### Exercise
Which lines in the entries below contain the word "cardboard"? List each of them in full.

** start of Records for processing **

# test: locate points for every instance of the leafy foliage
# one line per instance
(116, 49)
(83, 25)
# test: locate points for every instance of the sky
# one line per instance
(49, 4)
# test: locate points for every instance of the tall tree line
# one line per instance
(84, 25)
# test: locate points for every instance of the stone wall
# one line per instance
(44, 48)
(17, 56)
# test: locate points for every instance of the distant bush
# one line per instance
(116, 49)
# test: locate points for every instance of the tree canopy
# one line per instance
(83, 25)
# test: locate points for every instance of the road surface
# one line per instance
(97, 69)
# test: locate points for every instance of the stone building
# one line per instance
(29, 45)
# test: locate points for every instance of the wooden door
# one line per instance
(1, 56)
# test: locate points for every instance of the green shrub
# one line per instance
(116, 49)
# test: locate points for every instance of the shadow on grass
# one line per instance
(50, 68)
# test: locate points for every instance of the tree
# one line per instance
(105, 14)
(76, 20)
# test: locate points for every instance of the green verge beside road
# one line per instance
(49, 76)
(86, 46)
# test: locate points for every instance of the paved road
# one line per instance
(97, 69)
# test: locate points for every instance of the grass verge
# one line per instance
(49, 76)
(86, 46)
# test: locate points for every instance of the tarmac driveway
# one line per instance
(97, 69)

** end of Records for processing **
** start of Records for processing **

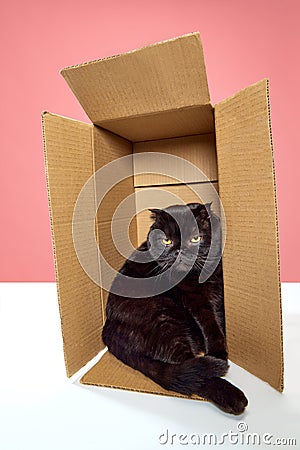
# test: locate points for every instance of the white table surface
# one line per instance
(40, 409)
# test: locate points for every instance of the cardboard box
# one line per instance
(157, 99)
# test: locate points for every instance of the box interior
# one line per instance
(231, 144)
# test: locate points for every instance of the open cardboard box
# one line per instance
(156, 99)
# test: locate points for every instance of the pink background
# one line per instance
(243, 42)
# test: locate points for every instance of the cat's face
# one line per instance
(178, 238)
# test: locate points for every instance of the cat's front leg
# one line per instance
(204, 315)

** end of Records for processing **

### Response to the task
# test: locate points for every instance of the cardboard box
# test: locate points for every instance of the open cardboard box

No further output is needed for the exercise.